__Aim of the task__
Copy out each of the items below, substituting "box coordinates" for every occurrence of "bounding box coordinates" and leaving everything else unchanged.

__Data excerpts__
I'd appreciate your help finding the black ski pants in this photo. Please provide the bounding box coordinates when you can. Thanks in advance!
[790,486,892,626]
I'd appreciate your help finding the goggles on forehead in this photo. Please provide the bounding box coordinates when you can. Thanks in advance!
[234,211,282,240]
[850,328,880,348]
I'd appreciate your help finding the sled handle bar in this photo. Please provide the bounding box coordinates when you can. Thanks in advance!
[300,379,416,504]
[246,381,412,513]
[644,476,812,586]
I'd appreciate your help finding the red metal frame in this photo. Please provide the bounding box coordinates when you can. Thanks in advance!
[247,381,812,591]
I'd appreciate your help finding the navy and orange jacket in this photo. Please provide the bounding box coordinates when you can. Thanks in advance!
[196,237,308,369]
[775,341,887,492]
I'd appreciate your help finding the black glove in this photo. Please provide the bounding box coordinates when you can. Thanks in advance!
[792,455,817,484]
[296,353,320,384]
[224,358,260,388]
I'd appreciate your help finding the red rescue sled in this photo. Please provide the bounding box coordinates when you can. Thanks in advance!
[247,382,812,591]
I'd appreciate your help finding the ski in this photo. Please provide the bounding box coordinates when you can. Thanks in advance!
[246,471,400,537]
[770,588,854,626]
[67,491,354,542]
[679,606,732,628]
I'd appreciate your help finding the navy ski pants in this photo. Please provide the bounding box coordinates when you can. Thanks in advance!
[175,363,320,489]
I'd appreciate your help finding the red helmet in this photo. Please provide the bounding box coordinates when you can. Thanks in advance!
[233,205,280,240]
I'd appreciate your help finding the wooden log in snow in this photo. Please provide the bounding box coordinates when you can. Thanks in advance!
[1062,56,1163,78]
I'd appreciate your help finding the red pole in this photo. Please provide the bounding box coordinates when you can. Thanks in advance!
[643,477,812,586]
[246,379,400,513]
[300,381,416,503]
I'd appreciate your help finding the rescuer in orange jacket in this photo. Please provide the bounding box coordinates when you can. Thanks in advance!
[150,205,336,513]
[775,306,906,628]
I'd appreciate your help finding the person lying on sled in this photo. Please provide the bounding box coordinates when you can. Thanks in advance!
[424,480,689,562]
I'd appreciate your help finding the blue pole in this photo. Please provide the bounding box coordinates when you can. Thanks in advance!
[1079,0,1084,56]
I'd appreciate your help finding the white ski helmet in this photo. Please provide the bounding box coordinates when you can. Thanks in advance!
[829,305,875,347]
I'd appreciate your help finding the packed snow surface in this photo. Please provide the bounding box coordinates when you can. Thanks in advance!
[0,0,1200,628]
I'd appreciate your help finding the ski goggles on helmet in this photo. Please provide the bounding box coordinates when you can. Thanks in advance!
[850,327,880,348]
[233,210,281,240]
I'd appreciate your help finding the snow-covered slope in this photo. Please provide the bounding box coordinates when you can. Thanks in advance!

__Exercise solution__
I'd appreciate your help finding the black ski pants in this photo. Please provide the box coordinates when you can. Thanks in advance!
[790,486,892,626]
I'd appreciate your help finding the goggles on forehead in this photo. Please provide the box coordinates when you can. Thanks in advance!
[234,211,282,240]
[850,328,880,348]
I'd appreciate your help finding the sled handle bar in this photo. Please provide the box coordinates when you can. Thanks in advance!
[300,379,416,504]
[246,381,412,513]
[644,476,812,586]
I'd appreciate your help finding the red metal frame in this photo. Please provide the box coordinates when you can. Thanks in advance!
[247,381,812,591]
I'd appreciate your help finding the navy and orange jacket in this photo. Please provide the box coordinates when you can. Thanks in advance!
[196,237,308,369]
[775,341,887,492]
I'd appreciate your help finding the black glove in this photo. Please provide the box coordinates when you can. Thanks in advance!
[792,455,817,484]
[296,353,320,384]
[224,358,260,388]
I'd appreciate your help finding the red rescue sled in this photo. Please provide the box coordinates when you can. Thanks in advance!
[247,382,812,591]
I'd appreciate your help finding the ski in this photo. Please provide the box coordinates when you can. Thanks in advance!
[246,471,400,537]
[770,588,854,626]
[67,491,354,542]
[679,606,732,628]
I'd appreciate your help finding the navy ski pants in this photo. Please provide the box coordinates when you can. Thanks in advance!
[175,363,320,489]
I'd appreciate your help finding the red helmet in this photo. Please provide the box coordinates when you can. Thanks in advance!
[233,205,280,240]
I'd appreciate your help finding the wooden log in snow in this photo. Please provide the box coordinates when you can. Thanks in advance!
[1062,56,1163,78]
I'd appreciate your help finding the red pole in this photo. Please provide the box coordinates when you can. Thanks in advance!
[643,477,812,586]
[246,379,400,513]
[300,381,416,503]
I'd appreciate your help finding the rescuer in orange jacket in this photo. Please provide the box coordinates when you can. Thanks in advance!
[150,205,336,513]
[775,306,906,628]
I'd appreciate your help finding the person lying on sled in this photo. Please provide the box coordinates when you can. Thanks in advance!
[424,480,689,562]
I'd appreciate your help finding the blue pole in this photo. Please provide the box coordinates when you can. Thanks in advance!
[1079,0,1084,56]
I'd appreciate your help finding the white ski helmet in this photo. Please provide the box coordinates when you can. Thanks in advance!
[829,305,875,347]
I'd appreciate your help finding the packed snow surface in this photo. Please provide the box coordinates when you can. Thanks in advance!
[0,0,1200,628]
I'd appreciate your help finding the ski goggles on helmet in this photo. Please provide the box coordinates when you can. Thanks in advance!
[850,327,880,348]
[233,210,281,240]
I'd appreciate your help finding the snow-covered slope in this photo. Please provide the box coordinates when you can. Thanks in advance!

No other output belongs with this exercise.